■ Using the information ■
**a)** Summarize the Sprint Festival 2020 event listing in two sentences.
**b)** Continue the Sprint Festival 2020 event listing from the point at which it stops.
Document extract Start Marker
Dates and Times
Mon 16 March 2020 at 7.30pm
Featured in Sprint Festival 2020: three-weeks of striking new work by some of the UK’s most exciting artists. Browse the full line-up here.
Take advantage of our double-bill ticket offer, and book two different shows on the same night for just £16, or ake the most of our Season Pass and book tickets for three different shows to receive a 10% discount or five shows for a 20% discount. Simply add the tickets for the shows into your basket and we’ll do the rest.
An explosive night of performance from which new universes of theatre may one day emerge. Expect brand new works-in-progress, never-before-seen ideas and some of the freshest work from the UK’s most innovative and exciting theatre-makers.
Document extract End Marker
Supplied material Start Marker
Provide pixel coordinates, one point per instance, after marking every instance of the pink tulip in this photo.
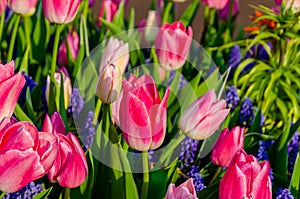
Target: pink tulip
(173, 44)
(70, 166)
(25, 154)
(246, 178)
(11, 86)
(21, 6)
(73, 44)
(204, 116)
(107, 10)
(60, 11)
(227, 145)
(141, 114)
(185, 190)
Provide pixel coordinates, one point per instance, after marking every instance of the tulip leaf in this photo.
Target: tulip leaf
(44, 194)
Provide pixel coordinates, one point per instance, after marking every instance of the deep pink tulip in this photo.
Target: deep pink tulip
(60, 11)
(185, 190)
(21, 6)
(25, 154)
(73, 44)
(227, 145)
(204, 116)
(172, 44)
(11, 86)
(70, 166)
(141, 114)
(107, 11)
(246, 178)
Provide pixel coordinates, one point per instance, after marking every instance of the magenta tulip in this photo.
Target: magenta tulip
(185, 190)
(172, 45)
(21, 6)
(204, 116)
(107, 11)
(70, 166)
(227, 145)
(141, 114)
(73, 45)
(60, 11)
(11, 86)
(25, 154)
(246, 178)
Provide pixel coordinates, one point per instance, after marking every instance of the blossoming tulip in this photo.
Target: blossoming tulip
Supplied material End Marker
■ Answers for each item ■
**a)** The event takes place on Monday 16 March 2020 at 7.30pm as part of Sprint Festival 2020, a three-week program of striking new work by some of the UK's most exciting artists, and ticket buyers can book two different shows on the same night for £16 or use the Season Pass for 10% off three shows or 20% off five. The evening promises brand new works-in-progress, never-before-seen ideas and some of the freshest work from the UK's most innovative theatre-makers.

**b)**
Dear Diary by LPM Theatre Project
Dear Diary is a one woman show created by LPM Theatre Project, a curious creative project formed by two women. The performance tackles serious issues around the gender age and pay gap crisis that seems to hit middle-aged women the hardest. The play explores subjects such as discrimination and gender bias and is infused with humour, feminist ideas and of course music from the 80’s and a great anthemic song. Even though we are pressured by society we are making a stand! By the end of the show the answer will be given to the urging question: Can relief be found in a few glasses of prosecco?
500 Metres by Theo Moore
In 2008 the global economy crashed. Banks were bailed out with a huge amount of state funds and in the UK, a decade of austerity followed. Whilst those responsible faced little to no repercussions, the most vulnerable had to foot the bill. 500 Metres is a 20 minute autobiographical, verbatim solo performance piece. Using audio footage from an interview with his brother, Theo weaves together a story of fraternal love with a critique of viscous austerity policies, the Conservative government and the maligning of disabled people.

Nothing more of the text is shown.